Computer scientists have devised a way of making computer speech recognition safer from malicious attacks — messages that sound benign to human ears but hide commands that can hijack a device, for example through the virtual personal assistants that are becoming widespread in homes or on mobile phones.
Much of the progress made in artificial intelligence (AI) in the past decade — driverless cars, playing Go, language translation — has come from artificial neural networks, programs inspired by the brain. This technique, also called deep learning when applied at a large scale, finds patterns in data on its own, without needing explicit instruction. But deep-learning algorithms often work in mysterious ways, and their unpredictability opens them up to exploitation.
As a result, the patterns that AI uses to, say, recognize images, might not be the ones humans use. Researchers have been able to subtly alter images and other inputs so that to people, they look identical, but to computers, they differ. Last year, for example, computer scientists showed1 that by placing a few innocuous stickers on a stop sign, they could convince an AI program that it was a speed-limit sign. Other efforts have produced glasses that make facial-recognition software misidentify the wearer as actress Milla Jovovich2. These inputs are called adversarial examples.
Audio adversarial examples exist, too. One project3 altered a clip of someone saying, “Without the data set, the article is useless” so that it was transcribed as, “Okay Google, browse to evil.com.” But a paper4 presented on 9 May at the International Conference on Learning Representations (ICLR) in New Orleans, Louisiana, offers a way of detecting such manipulations.
Bo Li, a computer scientist at the University of Illinois at Urbana-Champaign, and her co-authors wrote an algorithm that transcribes a full audio clip and, separately, just one portion of it. If the transcription of that single piece doesn’t closely match the corresponding part of the full transcription, the program throws a red flag — the sample might have been compromised.
The authors showed that for several types of attack, their method almost always detected the meddling. Further, even if an attacker was aware of the defence system, attacks were still caught most of the time.
Li says that she was surprised by the method’s robustness, and that — as it often happens in deep learning — it is unclear why exactly it works. Zhoulin Yang, a computer scientist at Shanghai Jiao Tong University in China who presented the work at the conference, says that as adversarial attacks become more common, services like Google's Assistant, Amazon's Alexa or Apple's Siri should implement the defense.
“Part of the appeal is the simplicity of the idea,” says Nicholas Carlini, a research scientist at Google Brain in Mountain View, California, who designed the ‘evil.com’ attack.
Still, the fight between adversarial attacks and countermeasures “is a constant cat-and-mouse game”, Carlini says, “and I have no doubt researchers are already working on developing an attack on this defence.”

[INSTRUCTIONS]
1 - Answer each question from the speech-recognition article:
(a) At which conference was the detection paper presented, and in which city?
(b) What did researchers convince an AI program a stop sign was by placing a few stickers on it?
(c) At which university does Zhoulin Yang work?
2 - Quote the speech-recognition article from "Audio adversarial examples" up to and including "have been compromised.".
The data that come next are separate material, independent of the speech-recognition article.

[Collected data]

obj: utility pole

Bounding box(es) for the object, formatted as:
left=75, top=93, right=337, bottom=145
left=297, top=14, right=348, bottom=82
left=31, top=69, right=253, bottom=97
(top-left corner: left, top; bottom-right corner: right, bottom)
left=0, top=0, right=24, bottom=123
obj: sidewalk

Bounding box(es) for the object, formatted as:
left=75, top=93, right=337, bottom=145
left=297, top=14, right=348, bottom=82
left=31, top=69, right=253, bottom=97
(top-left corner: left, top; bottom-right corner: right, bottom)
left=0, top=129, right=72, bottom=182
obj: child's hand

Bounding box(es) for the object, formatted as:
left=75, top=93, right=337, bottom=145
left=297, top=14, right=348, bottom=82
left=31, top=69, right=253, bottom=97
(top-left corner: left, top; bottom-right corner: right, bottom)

[ANSWERS BELOW]
1 -
(a) The International Conference on Learning Representations (ICLR), in New Orleans, Louisiana.
(b) A speed-limit sign.
(c) Shanghai Jiao Tong University in China.

2 -
Audio adversarial examples exist, too. One project3 altered a clip of someone saying, “Without the data set, the article is useless” so that it was transcribed as, “Okay Google, browse to evil.com.” But a paper4 presented on 9 May at the International Conference on Learning Representations (ICLR) in New Orleans, Louisiana, offers a way of detecting such manipulations.
Bo Li, a computer scientist at the University of Illinois at Urbana-Champaign, and her co-authors wrote an algorithm that transcribes a full audio clip and, separately, just one portion of it. If the transcription of that single piece doesn’t closely match the corresponding part of the full transcription, the program throws a red flag — the sample might have been compromised.